| Given task |
Rewrite every line from the one containing "Where can you spot the workbench?" through the last line, keeping the lines without coordinates unchanged. Shift each coordinate in the answers by adding -89 to it.

-- Start --

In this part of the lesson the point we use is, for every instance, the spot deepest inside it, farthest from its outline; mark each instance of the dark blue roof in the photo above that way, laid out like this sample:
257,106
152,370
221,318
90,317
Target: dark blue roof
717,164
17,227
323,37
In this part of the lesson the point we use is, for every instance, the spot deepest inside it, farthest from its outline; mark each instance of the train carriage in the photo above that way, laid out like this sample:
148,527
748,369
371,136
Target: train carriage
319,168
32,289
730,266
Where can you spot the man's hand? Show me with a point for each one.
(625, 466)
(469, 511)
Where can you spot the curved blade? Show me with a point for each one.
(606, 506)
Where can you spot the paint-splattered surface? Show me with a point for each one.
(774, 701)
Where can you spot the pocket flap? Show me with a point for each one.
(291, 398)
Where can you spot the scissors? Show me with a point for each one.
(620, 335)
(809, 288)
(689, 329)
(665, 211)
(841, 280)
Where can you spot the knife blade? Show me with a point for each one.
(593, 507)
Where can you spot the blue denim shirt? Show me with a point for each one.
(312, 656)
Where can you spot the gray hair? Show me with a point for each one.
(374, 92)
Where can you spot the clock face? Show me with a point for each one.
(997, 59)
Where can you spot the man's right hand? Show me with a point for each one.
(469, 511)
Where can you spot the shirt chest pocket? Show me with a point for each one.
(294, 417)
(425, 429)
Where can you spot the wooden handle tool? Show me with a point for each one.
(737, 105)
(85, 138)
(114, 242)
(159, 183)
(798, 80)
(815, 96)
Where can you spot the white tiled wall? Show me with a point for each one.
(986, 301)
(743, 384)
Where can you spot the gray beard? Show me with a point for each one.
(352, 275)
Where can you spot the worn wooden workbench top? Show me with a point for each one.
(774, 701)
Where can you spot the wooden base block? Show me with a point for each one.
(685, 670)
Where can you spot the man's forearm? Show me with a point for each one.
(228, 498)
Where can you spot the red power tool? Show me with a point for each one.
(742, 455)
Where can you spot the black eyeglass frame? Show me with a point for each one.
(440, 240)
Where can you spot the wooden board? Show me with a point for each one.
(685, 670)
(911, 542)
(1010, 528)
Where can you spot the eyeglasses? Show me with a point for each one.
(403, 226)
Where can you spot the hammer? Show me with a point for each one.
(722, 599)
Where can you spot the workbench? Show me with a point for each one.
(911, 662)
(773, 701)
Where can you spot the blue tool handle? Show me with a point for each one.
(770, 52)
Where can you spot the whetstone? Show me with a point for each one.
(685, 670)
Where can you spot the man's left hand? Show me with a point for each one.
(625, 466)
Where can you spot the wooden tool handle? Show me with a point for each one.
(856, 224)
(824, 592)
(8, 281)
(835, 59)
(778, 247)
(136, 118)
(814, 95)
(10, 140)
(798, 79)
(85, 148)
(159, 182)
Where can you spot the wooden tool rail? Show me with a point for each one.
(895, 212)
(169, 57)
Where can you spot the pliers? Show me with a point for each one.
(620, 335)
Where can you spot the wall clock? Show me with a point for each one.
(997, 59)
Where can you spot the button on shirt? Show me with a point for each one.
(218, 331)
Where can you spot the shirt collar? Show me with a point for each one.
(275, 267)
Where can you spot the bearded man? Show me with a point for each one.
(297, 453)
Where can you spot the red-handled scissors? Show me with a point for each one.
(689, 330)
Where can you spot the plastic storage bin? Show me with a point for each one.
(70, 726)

-- End --

| Final result |
Where can you spot the workbench? Show me with a point for each one.
(822, 573)
(684, 612)
Where can you spot the blue tool handle? Show me with a point for each one.
(681, -37)
Where can you spot the whetstone? Show me with a point for each one.
(596, 581)
Where can you spot the man's left hand? Show me with a point for each one.
(536, 377)
Where can you spot the wooden tool handle? Show me with a point for each one.
(767, 135)
(735, 503)
(-81, 192)
(746, -30)
(689, 158)
(47, 29)
(725, 6)
(-79, 51)
(709, -10)
(-4, 59)
(70, 93)
Where can you spot the wooden tool rail? Show me with a point for each one.
(806, 123)
(80, -32)
Where can you spot the pliers? Show me with a point for each one.
(531, 246)
Where can you spot the wall clock? Show me with a point for each one.
(908, -30)
Where can you spot the button on shirt? Show me with a point for each one.
(129, 242)
Where can you spot the shirt collar? Show me with a point for each one.
(186, 178)
Where can you spot the bearded man? Show me with a point for each one.
(208, 364)
Where can you spot the red-handled scissors? Show me with a point for each one.
(600, 241)
Where can you spot the plastic storage bin? Show me with a point for each one.
(-19, 637)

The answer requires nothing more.